## Study text
Wednesday, June 15, 2011

House Panel Slams Fast and Furious Gun Operation Tied to Border Agents Death

A U.S. law enforcement operation intended to crack down on major weapons traffickers on the Southwest border spiraled out of control as federal agents were told by superiors to "stand down" and ignore weapons bought in Arizona headed for Mexico, a House panel heard Wednesday.

Three federal firearms investigators told the House Oversight and Government Reform committee that they wanted to "intervene and interdict" loads of guns, but were repeatedly ordered to step aside.

"Allowing loads of weapons that we knew to be destined for criminals -- this was the plan," John Dodson, a Bureau of Alcohol, Tobacco, Firearms and Explosives agent, testified to the panel. "It was so mandated."

He added: "My supervisors directed me and my colleagues not to make any stop or arrest, but rather, to keep the straw purchaser under surveillance while allowing the guns to walk."

ATF agent Olindo James Casa said that "on several occasions I personally requested to interdict or seize firearms, but I was always ordered to stand down and not to seize the firearms."

Rep. Darrell Issa, chairman of the panel, has spearheaded the congressional investigation into the ATF's "Operation Fast and Furious." He said the hopes of scoring a knockout blow against the Mexican cartels badly misfired, and then continued over the objections of federal agents.

The program came to a crashing halt in January with the death of U.S. Border Patrol Agent Brian Terry. Two guns purchased under ATF surveillance were found near Terry's corpse, but it is unknown whether they were used in his death.

## Description of the task
Please state what John Dodson's supervisors told him to do instead of making any stop or arrest, according to the article on the Fast and Furious hearing.

## Given entries

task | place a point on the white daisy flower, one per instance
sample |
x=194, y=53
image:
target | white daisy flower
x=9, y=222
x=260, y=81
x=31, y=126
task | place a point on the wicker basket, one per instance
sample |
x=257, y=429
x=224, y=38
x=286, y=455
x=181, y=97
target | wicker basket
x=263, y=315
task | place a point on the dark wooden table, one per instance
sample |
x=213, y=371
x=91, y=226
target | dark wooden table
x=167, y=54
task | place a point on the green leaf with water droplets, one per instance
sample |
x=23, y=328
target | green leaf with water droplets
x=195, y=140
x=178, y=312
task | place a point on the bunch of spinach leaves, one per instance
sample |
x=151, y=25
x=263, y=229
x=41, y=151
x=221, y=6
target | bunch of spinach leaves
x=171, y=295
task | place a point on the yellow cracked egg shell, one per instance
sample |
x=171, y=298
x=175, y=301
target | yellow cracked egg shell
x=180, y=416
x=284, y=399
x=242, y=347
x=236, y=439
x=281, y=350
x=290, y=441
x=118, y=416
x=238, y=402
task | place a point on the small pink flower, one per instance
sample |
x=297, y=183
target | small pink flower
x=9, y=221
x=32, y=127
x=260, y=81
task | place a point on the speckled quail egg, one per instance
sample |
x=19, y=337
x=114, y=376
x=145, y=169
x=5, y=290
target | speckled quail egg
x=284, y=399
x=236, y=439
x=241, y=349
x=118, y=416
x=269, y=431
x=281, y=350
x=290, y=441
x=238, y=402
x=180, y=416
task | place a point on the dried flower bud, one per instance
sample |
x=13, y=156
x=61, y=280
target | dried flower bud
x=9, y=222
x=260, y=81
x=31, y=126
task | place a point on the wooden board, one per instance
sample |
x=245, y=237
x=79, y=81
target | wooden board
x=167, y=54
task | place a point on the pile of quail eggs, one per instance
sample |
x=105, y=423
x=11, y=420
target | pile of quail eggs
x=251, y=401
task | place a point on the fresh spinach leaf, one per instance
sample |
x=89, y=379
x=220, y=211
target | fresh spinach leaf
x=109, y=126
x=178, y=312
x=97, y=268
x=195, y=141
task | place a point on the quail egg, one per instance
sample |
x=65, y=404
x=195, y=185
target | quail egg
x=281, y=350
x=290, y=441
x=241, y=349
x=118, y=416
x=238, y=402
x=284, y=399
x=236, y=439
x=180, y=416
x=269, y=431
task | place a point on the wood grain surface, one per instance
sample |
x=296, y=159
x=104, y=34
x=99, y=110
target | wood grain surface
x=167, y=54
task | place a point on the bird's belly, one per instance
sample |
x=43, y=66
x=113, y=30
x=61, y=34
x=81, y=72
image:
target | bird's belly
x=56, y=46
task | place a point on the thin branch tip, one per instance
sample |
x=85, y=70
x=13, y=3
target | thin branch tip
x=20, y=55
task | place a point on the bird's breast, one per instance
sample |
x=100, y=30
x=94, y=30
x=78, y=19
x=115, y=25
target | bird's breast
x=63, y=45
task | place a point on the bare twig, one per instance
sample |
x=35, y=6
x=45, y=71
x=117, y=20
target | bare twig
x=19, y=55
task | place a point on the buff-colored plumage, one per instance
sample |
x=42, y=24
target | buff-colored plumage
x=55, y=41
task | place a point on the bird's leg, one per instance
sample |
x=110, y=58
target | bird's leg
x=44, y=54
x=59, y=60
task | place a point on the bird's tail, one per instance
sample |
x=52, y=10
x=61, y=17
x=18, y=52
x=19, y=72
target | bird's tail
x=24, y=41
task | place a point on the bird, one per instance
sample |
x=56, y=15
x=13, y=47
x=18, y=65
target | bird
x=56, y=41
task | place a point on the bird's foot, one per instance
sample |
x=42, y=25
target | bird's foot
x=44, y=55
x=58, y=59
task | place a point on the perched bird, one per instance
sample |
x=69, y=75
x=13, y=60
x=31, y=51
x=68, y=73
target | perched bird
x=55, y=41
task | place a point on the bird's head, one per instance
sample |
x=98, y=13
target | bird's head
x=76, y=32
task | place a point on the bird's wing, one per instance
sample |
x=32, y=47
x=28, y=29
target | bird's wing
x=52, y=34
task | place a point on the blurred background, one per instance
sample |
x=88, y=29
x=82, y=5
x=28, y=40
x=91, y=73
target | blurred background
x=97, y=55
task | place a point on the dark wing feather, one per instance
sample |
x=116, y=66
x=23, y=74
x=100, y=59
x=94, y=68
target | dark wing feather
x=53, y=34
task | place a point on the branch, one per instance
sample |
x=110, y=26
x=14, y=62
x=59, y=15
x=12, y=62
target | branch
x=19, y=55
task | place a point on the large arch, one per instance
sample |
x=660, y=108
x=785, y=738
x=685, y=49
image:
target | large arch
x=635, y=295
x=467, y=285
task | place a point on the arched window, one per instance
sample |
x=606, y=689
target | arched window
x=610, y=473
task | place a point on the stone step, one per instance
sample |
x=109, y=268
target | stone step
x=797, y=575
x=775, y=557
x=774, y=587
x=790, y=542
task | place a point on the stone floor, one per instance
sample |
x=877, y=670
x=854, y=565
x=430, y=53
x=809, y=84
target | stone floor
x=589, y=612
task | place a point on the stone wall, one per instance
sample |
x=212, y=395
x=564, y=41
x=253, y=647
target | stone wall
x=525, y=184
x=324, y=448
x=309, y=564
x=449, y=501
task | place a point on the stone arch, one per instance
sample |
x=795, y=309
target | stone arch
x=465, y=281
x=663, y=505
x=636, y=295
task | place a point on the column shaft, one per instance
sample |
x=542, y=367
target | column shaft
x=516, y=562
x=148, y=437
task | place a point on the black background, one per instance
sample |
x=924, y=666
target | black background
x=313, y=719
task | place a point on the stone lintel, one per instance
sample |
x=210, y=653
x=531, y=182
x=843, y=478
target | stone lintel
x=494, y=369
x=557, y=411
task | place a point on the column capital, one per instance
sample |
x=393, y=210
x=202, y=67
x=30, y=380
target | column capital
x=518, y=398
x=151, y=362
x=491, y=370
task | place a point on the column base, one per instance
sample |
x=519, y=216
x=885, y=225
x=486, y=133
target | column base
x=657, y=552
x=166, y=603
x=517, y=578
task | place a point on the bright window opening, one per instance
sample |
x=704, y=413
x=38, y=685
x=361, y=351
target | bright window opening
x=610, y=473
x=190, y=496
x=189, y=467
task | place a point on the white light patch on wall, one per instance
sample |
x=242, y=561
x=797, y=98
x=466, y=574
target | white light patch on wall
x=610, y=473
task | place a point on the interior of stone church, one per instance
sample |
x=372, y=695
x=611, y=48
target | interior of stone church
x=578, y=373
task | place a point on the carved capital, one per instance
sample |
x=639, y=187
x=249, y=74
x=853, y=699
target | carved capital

## Result below
Keep the straw purchaser under surveillance while allowing the guns to walk.